- PAGE EXTRACT -
-- Opening Marker --

A central plank in the reasoning behind the district judge’s conclusion that his proposed redistribution of capital would enable not only the wife but also the husband to purchase reasonable accommodation had been that, upon the apparently imminent termination of his employment with B.A., the husband would receive a lump sum of £164,000. Once the circuit judge concluded that there was a realistic prospect of a resumption of the husband’s career with B.A. as a pilot, the plank became hazardous. In two passages of his judgment the circuit judge addressed the very possible loss of the £164,000. He said:

“That will not be paid if he goes back to flying, but if he goes back to flying he would be very much better off.”

Later he said:

“If he resumes flying duties, he will have a very substantial mortgage capacity … or …, if it all goes wrong and he cannot fly again …, he will get … £164,000 … So he is able either way to house himself and in the more fortunate alternative at a rather better level than allowed for by the district judge.”

41.

A third possibility, expressly canvassed by counsel then appearing for the husband in his skeleton argument prepared for the abortive hearing of the appeals in February 2007, was that B.A. would dismiss the husband otherwise than on grounds of ill-health, in which case the lump sum of £164,000 would not be paid and the husband would be left to pursue any statutory claims against B.A., such being of possibly significant but at any rate uncertain value. But, putting that possibility aside, it seems to me that, in the search for a fair redistribution of capital following divorce, it will often be an insufficient answer to the possible evaporation of a spouse’s entitlement to £164,000 to say that, in lieu, he would then have a mortgage-raising capacity in at least that sum. Such an answer might well be relevant to the enquiry required by the principle of need but not to that required by the principle of sharing, to the extent that such is not overridden by the principle of need.

-- Closing Marker --

- REQUIRED WORK -
**A.** Decide whether each statement agrees with the passage about the husband's lump sum. Answer yes or no for each, and quote the words from that passage that settle it.
(i) The district judge's reasoning assumed the husband would receive £164,000 when his employment with B.A. ended.
(ii) If B.A. dismissed the husband otherwise than on grounds of ill-health, the £164,000 would still be paid.
(iii) The circuit judge said the husband would be worse off if he went back to flying.
**B.** Carry on the passage about the husband's lump sum, beginning after its final sentence.

- INFORMATION SUPPLIED -
-- Opening Marker --

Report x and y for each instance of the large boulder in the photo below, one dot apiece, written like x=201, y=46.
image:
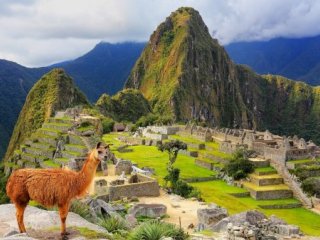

-- Closing Marker --

- OUTPUTS BY TASK -
**A.**
(i) Yes: "upon the apparently imminent termination of his employment with B.A., the husband would receive a lump sum of £164,000"
(ii) No: "in which case the lump sum of £164,000 would not be paid"
(iii) No: "if he goes back to flying he would be very much better off."

**B.**
42.

Thereupon, as I have shown, the circuit judge proceeded to discern a further relevance in the realistic prospect of the husband’s resumption of a substantial income. Its further relevance was, in the circuit judge’s view, that it raised the spectre of a “significant but not probable” entitlement on the part of the wife to periodical payments which, by the clean break, she was foregoing and for the loss of which she should to some extent be compensated. As will become clear, I am far from saying that this was an irrelevant feature. But, in the words of the circuit judge, it related – on the evidence before him – only to “the loss of a significant chance” and so it was inherently speculative. Nor did the circuit judge remind himself that he had already impressed the husband’s possibly substantial income with the notional burden of servicing a substantial mortgage, being a burden not analogously cast upon the wife, with the result that the relevant disparity of income would not be as great as would at first appear. I should add that, in seeking to defend this part of the circuit judge’s reasoning, Miss Ward gives us a calculation, again which makes no allowance for the husband’s unmatched mortgage, of the amount of periodical payments which would have brought the wife’s notional income up to one half of the joint notional incomes. But she concedes that she can cite no authority for that approach to quantification, for which I know of no foundation, even in principle.

43.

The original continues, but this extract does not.